(Data for the task Opens)
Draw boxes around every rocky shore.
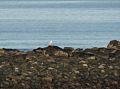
[0,40,120,89]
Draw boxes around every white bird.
[48,40,53,46]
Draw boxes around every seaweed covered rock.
[107,40,120,49]
[33,46,68,57]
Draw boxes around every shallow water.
[0,0,120,49]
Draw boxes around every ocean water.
[0,0,120,49]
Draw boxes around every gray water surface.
[0,0,120,49]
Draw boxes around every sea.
[0,0,120,49]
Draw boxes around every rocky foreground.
[0,40,120,89]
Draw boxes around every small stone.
[15,67,19,72]
[109,58,116,61]
[43,77,53,82]
[74,70,80,74]
[31,66,34,69]
[114,70,119,77]
[98,64,105,69]
[0,65,3,68]
[79,60,86,64]
[101,70,105,73]
[48,67,54,70]
[21,83,25,86]
[111,81,118,85]
[108,66,113,69]
[82,64,88,67]
[88,56,96,60]
[33,62,38,65]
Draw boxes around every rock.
(Data for the task Closes)
Try it: Nothing but the lines from the line containing "Draw boxes around every gray water surface." through the final line of the entries should appear in your answer, copied exactly.

Result below:
Draw boxes around every gray water surface.
[0,0,120,49]
Draw boxes around every sea.
[0,0,120,49]
Draw boxes around every rocky foreground.
[0,40,120,89]
Draw boxes around every small stone.
[15,67,19,72]
[109,58,116,61]
[43,77,53,82]
[74,70,80,74]
[31,66,34,69]
[114,70,119,77]
[98,64,105,69]
[0,65,3,68]
[79,60,86,64]
[101,70,105,73]
[48,67,54,70]
[21,83,25,86]
[111,81,118,85]
[108,66,113,69]
[82,64,88,67]
[88,56,96,60]
[33,62,38,65]
Draw boxes around every rock.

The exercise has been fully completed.